Passage provided:
The former college is located in an urban context, addressing the Avenida da Boavista to the south and the Rua de Pedro Hispano to the north. To the east of the avenue are other palacettes, among them the former residence of the Viscountess Santiago Lobão, (already classified). To the west are larger buildings, most modern, including the Hotel Crowne Plaza and Sherraton. The building is sited on an elevated plateau relative to the Avenida da Boavista taking the form of a trapezoid, with the rear of the building limited by a high, granite wall supporting the terrain. In the front, along Avenida da Boavista is a similar granite wall, but of smaller dimensions, surrounded by an iron gate.

The rectangular building with basement is two stories with a mansard roof. A simple plan, the principal facade (oriented to the Avenida da Boavista) includes a porch fronted by a staircase and defined by balustrade in granite. Flanking this portico are windows on the ground and second floors framed in granite and curved lintels. On its rear profile, the building is marked by a slender and aligned aperture, while the side elevations, equal to one another, features a ground floor with four windows and an upper floor with balcony doors. The surfaces have a continuous cornice in granite with closed areas with vases, interrupted the main facade in the center by a small backrest surmounted by a perfect arch back inscribed with the monogram BRS.

The interior space is marked in the center by a double bifurcated staircase lit wood above by a skylight. The remaining rooms are organized around the staircase in a symmetrical manner. The treatment on doors, including etched glass, are framed in granite or crafted wood.

Data extract:

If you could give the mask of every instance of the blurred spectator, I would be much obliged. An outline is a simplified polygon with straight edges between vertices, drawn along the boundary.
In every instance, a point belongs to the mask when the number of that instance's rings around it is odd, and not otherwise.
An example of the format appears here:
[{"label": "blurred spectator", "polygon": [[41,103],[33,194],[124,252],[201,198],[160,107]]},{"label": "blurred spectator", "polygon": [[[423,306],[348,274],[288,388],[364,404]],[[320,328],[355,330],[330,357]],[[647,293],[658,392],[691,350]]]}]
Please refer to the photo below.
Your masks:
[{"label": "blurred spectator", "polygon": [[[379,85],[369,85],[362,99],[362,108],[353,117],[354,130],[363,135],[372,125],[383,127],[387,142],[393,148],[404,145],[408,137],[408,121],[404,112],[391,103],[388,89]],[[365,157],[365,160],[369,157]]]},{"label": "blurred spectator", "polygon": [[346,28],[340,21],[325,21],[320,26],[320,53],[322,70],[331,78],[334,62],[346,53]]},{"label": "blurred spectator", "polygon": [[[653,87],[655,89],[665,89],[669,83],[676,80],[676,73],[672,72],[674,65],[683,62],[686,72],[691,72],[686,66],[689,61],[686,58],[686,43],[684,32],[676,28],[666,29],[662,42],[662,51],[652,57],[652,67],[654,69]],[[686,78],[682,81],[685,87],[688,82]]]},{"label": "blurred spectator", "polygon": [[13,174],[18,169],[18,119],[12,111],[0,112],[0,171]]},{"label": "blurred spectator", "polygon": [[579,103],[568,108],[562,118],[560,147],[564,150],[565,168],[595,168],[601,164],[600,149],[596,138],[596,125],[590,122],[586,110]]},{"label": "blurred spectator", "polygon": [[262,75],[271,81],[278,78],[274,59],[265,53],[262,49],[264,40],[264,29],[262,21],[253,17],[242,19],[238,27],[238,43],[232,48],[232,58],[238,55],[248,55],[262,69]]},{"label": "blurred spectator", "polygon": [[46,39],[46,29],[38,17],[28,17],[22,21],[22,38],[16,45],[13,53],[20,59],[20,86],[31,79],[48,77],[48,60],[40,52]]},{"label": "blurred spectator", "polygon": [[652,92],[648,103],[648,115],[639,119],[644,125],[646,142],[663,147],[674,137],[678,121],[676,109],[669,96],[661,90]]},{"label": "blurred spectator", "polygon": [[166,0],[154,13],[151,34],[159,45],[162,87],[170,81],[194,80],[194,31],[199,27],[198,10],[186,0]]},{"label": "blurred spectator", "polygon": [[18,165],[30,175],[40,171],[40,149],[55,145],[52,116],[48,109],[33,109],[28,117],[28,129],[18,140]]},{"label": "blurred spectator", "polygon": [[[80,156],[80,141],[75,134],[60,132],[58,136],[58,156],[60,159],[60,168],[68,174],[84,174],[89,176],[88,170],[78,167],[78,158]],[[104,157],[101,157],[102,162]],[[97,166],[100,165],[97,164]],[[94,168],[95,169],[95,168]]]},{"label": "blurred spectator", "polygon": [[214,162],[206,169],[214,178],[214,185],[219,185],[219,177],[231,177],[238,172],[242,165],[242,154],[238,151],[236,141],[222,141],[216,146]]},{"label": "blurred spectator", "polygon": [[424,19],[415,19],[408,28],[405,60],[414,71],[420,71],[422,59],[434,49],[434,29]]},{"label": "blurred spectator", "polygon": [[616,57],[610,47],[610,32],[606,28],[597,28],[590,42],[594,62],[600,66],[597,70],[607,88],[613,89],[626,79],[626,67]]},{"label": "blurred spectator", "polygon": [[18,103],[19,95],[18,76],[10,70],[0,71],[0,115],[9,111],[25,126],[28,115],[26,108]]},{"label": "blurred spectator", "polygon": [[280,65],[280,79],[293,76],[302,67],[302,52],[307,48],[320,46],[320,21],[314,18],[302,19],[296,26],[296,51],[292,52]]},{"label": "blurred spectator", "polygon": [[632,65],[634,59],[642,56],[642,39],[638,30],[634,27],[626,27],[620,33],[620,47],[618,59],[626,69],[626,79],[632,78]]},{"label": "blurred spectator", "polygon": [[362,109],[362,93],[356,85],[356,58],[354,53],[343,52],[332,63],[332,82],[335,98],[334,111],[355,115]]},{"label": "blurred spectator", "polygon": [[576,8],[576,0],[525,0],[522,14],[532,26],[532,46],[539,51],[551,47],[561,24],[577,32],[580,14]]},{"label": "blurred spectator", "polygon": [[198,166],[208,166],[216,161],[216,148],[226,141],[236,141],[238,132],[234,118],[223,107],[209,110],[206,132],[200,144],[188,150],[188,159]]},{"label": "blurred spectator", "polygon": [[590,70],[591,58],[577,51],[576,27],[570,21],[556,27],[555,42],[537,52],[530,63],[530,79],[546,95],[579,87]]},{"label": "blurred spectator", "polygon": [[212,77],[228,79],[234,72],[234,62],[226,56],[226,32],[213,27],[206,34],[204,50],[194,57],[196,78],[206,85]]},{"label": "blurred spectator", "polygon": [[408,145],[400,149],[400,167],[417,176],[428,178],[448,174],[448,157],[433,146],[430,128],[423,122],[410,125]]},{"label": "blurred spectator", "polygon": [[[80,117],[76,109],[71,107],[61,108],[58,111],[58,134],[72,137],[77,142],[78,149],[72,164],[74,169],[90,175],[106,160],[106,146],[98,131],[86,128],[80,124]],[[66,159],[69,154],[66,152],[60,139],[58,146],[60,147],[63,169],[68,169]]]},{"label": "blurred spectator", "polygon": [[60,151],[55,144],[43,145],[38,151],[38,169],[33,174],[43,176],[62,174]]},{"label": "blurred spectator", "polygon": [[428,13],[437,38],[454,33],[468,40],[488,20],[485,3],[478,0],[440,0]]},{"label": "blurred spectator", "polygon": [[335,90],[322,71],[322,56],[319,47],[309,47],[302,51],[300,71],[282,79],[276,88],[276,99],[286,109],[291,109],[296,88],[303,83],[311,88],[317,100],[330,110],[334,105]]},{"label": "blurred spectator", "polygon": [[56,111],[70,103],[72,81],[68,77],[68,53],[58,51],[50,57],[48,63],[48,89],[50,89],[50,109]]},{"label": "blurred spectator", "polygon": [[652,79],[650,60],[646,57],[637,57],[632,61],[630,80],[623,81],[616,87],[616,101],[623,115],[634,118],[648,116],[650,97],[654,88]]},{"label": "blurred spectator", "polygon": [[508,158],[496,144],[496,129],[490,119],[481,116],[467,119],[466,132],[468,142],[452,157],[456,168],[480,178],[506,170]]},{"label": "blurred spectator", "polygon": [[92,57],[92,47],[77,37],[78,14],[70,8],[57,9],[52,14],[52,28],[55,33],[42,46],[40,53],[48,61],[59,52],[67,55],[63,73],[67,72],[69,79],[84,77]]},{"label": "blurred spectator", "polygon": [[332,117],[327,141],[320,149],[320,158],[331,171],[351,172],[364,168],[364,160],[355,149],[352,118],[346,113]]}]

Task instructions:
(a) In the passage on the former college, begin at the words "The rectangular building" and stop after "the monogram BRS.". Write that part again, substituting "hipped roof" for "mansard roof".
(b) According to the passage on the former college, how many windows are on the ground floor of each side elevation?

Task-by-task solutions:
(a)
The rectangular building with basement is two stories with a hipped roof. A simple plan, the principal facade (oriented to the Avenida da Boavista) includes a porch fronted by a staircase and defined by balustrade in granite. Flanking this portico are windows on the ground and second floors framed in granite and curved lintels. On its rear profile, the building is marked by a slender and aligned aperture, while the side elevations, equal to one another, features a ground floor with four windows and an upper floor with balcony doors. The surfaces have a continuous cornice in granite with closed areas with vases, interrupted the main facade in the center by a small backrest surmounted by a perfect arch back inscribed with the monogram BRS.

(b) Four.